■ **DATA PROVIDED**

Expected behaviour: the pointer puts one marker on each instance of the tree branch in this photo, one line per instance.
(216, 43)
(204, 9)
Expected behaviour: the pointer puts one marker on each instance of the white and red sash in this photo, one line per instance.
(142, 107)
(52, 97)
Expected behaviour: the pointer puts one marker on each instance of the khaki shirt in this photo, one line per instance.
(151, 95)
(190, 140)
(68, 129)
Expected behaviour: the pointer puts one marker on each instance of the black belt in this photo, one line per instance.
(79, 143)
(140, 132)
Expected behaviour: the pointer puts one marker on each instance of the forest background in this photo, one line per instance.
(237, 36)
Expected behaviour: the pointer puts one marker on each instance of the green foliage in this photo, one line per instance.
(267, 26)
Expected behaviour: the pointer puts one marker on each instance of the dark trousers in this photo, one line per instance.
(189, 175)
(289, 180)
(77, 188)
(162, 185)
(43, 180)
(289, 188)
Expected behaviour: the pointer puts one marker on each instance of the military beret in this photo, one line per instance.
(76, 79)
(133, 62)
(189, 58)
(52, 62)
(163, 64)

■ **WHAT IS NEEDED**
The answer is the line holding "background in this photo, one line per instance." and all the lines after it through the end of the records, repeated exactly.

■ **EXERCISE ANSWER**
Expected behaviour: the pointer puts one marker on each instance of the forest background in this photo, one line per instance.
(237, 36)
Expected behaviour: the pointer puts one marker on each instance of the green foliage in this photo, one line per instance.
(267, 26)
Expected behaviour: the pointer puts one marker on each instance of the dark trousers in this photo, one line per instance.
(189, 175)
(289, 180)
(77, 188)
(162, 185)
(43, 180)
(289, 188)
Expected behaviour: the pointer puts one marker on each instance of the military beret in this photo, one line per instance.
(76, 79)
(133, 62)
(189, 58)
(52, 62)
(163, 64)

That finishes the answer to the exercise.